PAGE EXTRACT:
Katrina Williams is a British civil servant who served as the Deputy Ambassador of the United Kingdom to the European Union under Tim Barrow.

== Civil service career ==
Williams joined the civil service in 1983 and spent a decade working in the Ministry of Agriculture, Fisheries and Food. She then joined a team scrutinising the implementation of European Union law. She then moved to work as part of the UK Representation to the EU (UKRep) from 1993 to 1996. She again worked at UKRep from 1999 to 2003 and also worked in the Foreign and Commonwealth Office and the Department of Trade and Industry before being appointed Deputy Head of the European Secretariat in the Cabinet Office in 2003. Her role included coordinating civil service policy on the European Union and advising the Prime Minister, then Tony Blair, on European issues. She also held the role during the UK's presidency of the Council of the European Union in 2005.

Williams then moved to the Department for Environment, Food and Rural Affairs (Defra) as a director covering a range of animal health policies. She was appointed as Director General for Food and Farming in the department in 2008 and served until April 2012 when she was appointed as Director General for Strategy, Evidence and Customers in Defra. Her role involved advising ministers on the department's strategic focus and overseeing all of its international and EU-related work.

PROBLEM DETAILS:
Extend the profile of Katrina Williams, picking up after its last sentence. The lines after this come from a separate source.

GIVEN ENTRIES:
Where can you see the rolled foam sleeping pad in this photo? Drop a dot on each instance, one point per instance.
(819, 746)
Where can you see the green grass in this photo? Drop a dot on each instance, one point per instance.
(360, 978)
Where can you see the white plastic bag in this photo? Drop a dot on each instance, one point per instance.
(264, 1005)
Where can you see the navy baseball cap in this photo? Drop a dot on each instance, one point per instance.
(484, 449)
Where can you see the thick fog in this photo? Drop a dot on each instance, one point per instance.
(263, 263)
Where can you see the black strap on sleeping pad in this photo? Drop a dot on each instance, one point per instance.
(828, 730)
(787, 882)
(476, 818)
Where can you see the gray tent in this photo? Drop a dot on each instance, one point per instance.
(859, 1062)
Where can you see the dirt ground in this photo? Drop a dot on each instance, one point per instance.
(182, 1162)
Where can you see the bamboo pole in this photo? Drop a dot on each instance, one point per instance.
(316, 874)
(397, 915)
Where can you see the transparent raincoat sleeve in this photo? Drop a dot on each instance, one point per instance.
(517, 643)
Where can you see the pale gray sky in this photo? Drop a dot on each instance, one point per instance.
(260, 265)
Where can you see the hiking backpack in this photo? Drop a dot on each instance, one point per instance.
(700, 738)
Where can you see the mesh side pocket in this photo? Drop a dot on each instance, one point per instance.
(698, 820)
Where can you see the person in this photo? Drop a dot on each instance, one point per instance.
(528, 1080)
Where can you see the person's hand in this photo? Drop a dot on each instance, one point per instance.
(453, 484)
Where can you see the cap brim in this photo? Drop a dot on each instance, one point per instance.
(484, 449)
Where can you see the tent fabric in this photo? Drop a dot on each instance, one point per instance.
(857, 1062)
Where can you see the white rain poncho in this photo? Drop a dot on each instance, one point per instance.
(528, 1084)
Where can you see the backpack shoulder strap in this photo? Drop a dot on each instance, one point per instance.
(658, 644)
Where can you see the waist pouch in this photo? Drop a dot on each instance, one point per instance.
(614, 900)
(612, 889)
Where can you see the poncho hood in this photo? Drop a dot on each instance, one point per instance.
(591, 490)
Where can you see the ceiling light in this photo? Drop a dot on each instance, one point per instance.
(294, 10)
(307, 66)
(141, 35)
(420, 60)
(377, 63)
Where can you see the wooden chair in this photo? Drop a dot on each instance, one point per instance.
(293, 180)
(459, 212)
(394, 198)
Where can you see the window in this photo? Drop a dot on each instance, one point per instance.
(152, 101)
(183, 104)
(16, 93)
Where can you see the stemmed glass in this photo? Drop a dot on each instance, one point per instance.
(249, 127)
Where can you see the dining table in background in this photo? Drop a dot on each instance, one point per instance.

WRITTEN ANSWER:
On 14 October 2013, Williams was appointed as Director General for International, Science and Resilience in the Department of Energy and Climate Change (DECC). She moved to the Department for Business, Energy and Industrial Strategy (BEIS), but kept the same role. At this time, her private secretary was Akeela Bashir, who was named as one of the BEIS' Religion and Ethnic Minority Role Models in 2016. In December 2016, Williams was appointed as Director General for International and Growth at BEIS, where she had responsibility for cities and local growth, devolution, Europe, international activities, and the Regional Growth Fund. Williams has also been a Policy Leaders Fellow at the Centre for Science and Policy, part of the University of Cambridge.

In March 2017, Williams was appointed by Tim Barrow to serve as Deputy Permanent Representative of the United Kingdom to the European Union. As Deputy Permanent Representative, Williams sits on Coreper I, which is composed of each EU states' deputy permanent representatives and has responsibility for social, environmental and economic issues.